* start Listed records *

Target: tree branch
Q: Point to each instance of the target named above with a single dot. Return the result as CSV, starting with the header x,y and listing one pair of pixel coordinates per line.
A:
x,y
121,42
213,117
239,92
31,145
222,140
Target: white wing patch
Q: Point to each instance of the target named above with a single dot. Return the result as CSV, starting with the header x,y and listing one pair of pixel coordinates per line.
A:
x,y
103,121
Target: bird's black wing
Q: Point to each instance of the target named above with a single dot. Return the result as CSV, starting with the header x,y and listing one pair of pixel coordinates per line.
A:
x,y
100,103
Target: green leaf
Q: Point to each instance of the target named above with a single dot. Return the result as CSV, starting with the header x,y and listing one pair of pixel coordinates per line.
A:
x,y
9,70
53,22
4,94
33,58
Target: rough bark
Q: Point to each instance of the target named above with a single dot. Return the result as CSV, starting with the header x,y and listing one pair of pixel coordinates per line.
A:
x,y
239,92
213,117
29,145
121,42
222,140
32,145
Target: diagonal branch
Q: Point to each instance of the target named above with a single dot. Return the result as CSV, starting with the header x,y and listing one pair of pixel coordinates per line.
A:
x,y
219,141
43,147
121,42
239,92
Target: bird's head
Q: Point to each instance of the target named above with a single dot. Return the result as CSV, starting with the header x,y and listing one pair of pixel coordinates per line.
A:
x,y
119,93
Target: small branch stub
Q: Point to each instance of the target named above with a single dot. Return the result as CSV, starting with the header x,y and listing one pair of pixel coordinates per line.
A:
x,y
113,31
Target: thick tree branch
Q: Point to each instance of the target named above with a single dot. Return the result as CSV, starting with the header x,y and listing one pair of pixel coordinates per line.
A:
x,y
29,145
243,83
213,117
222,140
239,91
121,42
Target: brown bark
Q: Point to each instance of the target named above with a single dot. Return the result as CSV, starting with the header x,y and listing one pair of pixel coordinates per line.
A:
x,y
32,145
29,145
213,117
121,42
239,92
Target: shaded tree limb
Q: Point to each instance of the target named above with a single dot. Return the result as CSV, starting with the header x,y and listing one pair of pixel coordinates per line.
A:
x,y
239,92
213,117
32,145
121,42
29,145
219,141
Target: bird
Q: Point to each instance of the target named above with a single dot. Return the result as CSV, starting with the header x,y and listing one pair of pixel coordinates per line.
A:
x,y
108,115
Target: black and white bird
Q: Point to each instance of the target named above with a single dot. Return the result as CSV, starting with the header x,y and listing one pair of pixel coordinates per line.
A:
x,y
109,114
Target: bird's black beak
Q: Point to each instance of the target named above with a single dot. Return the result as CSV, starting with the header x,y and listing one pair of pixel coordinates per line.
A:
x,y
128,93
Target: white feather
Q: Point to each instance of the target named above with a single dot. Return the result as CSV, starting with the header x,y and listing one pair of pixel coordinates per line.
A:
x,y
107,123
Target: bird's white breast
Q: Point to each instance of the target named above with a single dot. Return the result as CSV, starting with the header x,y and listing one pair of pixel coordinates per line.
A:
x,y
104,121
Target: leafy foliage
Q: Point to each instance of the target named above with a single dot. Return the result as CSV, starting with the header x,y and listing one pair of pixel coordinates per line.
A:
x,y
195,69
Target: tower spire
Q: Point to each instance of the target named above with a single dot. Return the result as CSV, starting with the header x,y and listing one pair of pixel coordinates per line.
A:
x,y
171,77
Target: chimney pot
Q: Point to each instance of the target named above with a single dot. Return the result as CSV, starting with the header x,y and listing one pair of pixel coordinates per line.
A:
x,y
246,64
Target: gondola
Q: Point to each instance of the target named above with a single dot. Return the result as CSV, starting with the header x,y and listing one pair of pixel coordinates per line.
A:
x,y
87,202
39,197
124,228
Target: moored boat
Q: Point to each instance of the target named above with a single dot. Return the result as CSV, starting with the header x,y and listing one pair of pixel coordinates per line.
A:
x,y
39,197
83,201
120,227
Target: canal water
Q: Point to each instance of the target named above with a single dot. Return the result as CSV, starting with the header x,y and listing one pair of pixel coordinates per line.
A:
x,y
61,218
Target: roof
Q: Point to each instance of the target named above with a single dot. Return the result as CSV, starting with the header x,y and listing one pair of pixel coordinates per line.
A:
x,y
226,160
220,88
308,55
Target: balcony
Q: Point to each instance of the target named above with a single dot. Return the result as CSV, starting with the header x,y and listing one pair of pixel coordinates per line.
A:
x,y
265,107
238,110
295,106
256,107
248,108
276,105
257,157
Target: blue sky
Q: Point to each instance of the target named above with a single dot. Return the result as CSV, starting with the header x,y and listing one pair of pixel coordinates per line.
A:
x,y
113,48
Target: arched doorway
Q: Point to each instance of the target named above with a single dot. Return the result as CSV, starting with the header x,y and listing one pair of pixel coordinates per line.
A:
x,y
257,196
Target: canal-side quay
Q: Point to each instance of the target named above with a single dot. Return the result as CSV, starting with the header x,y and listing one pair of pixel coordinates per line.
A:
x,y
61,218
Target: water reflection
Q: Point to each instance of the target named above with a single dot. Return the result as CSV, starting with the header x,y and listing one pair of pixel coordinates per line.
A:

* end Listed records *

- Work instructions -
Reproduce the full set of records precisely.

- Answer to this task -
Target: tree branch
Q: Point to each instance of the target named above with a single dot. Return the result as CSV, starting with the header x,y and listing one pair of pixel coordinates per line.
A:
x,y
121,42
213,117
239,92
31,145
222,140
Target: white wing patch
Q: Point to each instance of the target named above with a single dot. Return the result as CSV, starting with the header x,y and listing one pair of pixel coordinates per line.
A:
x,y
103,121
Target: bird's black wing
Q: Point to each instance of the target named above with a single dot. Return the result as CSV, starting with the header x,y and listing one pair of pixel coordinates per line.
A:
x,y
100,103
Target: green leaf
Q: Point to each instance of the target named above with a single dot. Return the result as CSV, starting with the header x,y and listing one pair of pixel coordinates per line.
A:
x,y
9,70
53,22
4,94
33,58
Target: rough bark
Q: Point to each instance of the target named above with a single dot. Return the result as CSV, starting with the header x,y and listing one pair of pixel coordinates per line.
A:
x,y
239,92
213,117
29,145
121,42
222,140
32,145
Target: diagonal branch
Q: Point to each instance of the target named above with a single dot. Return the result as CSV, starting with the header x,y and listing one pair of pixel coordinates per line.
A:
x,y
219,141
43,147
121,42
239,92
Target: bird's head
Q: Point to each instance of the target named above with a single dot. Return the result as CSV, starting with the header x,y and listing one pair of pixel coordinates per line.
A:
x,y
119,93
Target: small branch stub
Q: Point to each instance of the target named above with a single dot. Return the result as CSV, starting with the header x,y and listing one pair of pixel coordinates per line.
A:
x,y
113,31
Target: thick tree branch
Q: Point to each instance of the target named above with a single dot. Return the result as CSV, starting with the header x,y and listing one pair of pixel coordinates per line.
A:
x,y
29,145
243,83
213,117
222,140
239,91
121,42
Target: brown bark
Q: Point to each instance of the target named above with a single dot. Return the result as CSV, starting with the header x,y and listing one pair of pixel coordinates per line.
A:
x,y
32,145
29,145
213,117
121,42
239,92
Target: shaded tree limb
Q: Point to each instance of the target named above with a single dot. Return the result as CSV, starting with the header x,y and listing one pair of pixel coordinates per line.
A:
x,y
239,92
213,117
32,145
121,42
29,145
219,141
Target: bird
Q: Point to each instance of the target named above with a single dot. Return the result as CSV, starting with the header x,y and listing one pair of pixel coordinates per line.
A:
x,y
108,115
Target: black and white bird
Q: Point to each instance of the target named above with a single dot. Return the result as CSV, starting with the header x,y and listing one pair of pixel coordinates per line.
A:
x,y
109,114
Target: bird's black beak
Q: Point to each instance of the target named above with a single dot. Return the result as CSV, starting with the header x,y and listing one pair of pixel coordinates per line.
A:
x,y
128,93
Target: white feather
Q: Point to each instance of the target named above with a single dot. Return the result as CSV, starting with the header x,y and listing one pair of pixel coordinates per line.
A:
x,y
107,123
Target: bird's white breast
Q: Point to each instance of the target named above with a single dot. Return the result as CSV, starting with the header x,y and listing one pair of pixel coordinates per line.
A:
x,y
104,121
Target: leafy foliage
Q: Point to each instance of the target named above with a single dot. Return the result as CSV, starting with the header x,y and listing one pair of pixel coordinates per line.
A:
x,y
195,69
Target: tower spire
Q: Point to each instance of the target named above with a single dot. Return the result as CSV, starting with the header x,y and listing one pair of pixel coordinates per line.
A:
x,y
171,77
Target: chimney pot
Q: Point to each instance of the target named above with a single dot. Return the result as CSV, starting with the header x,y and listing one pair of pixel coordinates per line.
A:
x,y
246,64
Target: gondola
Q: Point to each instance of the target named above with a single dot. Return the result as CSV, starting with the header x,y and listing one pair of pixel coordinates per line.
A:
x,y
87,202
39,197
124,228
Target: moored boat
Q: Point to each instance of the target named above with a single dot. Return the result as CSV, starting with the header x,y and listing one pair of pixel coordinates per line.
A:
x,y
39,197
83,201
120,227
Target: canal water
Q: Point to each instance of the target named above with a single dot. Return the result as CSV, starting with the header x,y and listing one pair of pixel coordinates per line.
A:
x,y
61,218
Target: roof
Q: Point to each instance of the target named above with a single dot. Return the result as CSV, starting with the header x,y and listing one pair of pixel coordinates per line.
A:
x,y
226,160
220,88
308,55
Target: balcony
Q: Point to each instance of the target named above with a single dot. Return the result as CSV, starting with the header x,y and listing one pair of pixel coordinates per line.
A:
x,y
265,107
238,110
295,106
256,107
248,108
276,105
257,157
Target: blue sky
Q: Point to each instance of the target named above with a single dot. Return the result as CSV, starting with the header x,y and listing one pair of pixel coordinates per line.
A:
x,y
113,48
Target: arched doorway
Q: Point to each instance of the target named above with a single dot. Return the result as CSV, starting with the header x,y and listing one pair of pixel coordinates per line.
A:
x,y
257,196
Target: canal-side quay
Q: Point to each instance of the target named above with a single dot. Return the result as CSV, starting with the header x,y and listing one pair of pixel coordinates per line.
A:
x,y
61,218
Target: water reflection
Q: Point to each instance of the target named above with a single dot. Return the result as CSV, starting with the header x,y and listing one pair of pixel coordinates per line.
A:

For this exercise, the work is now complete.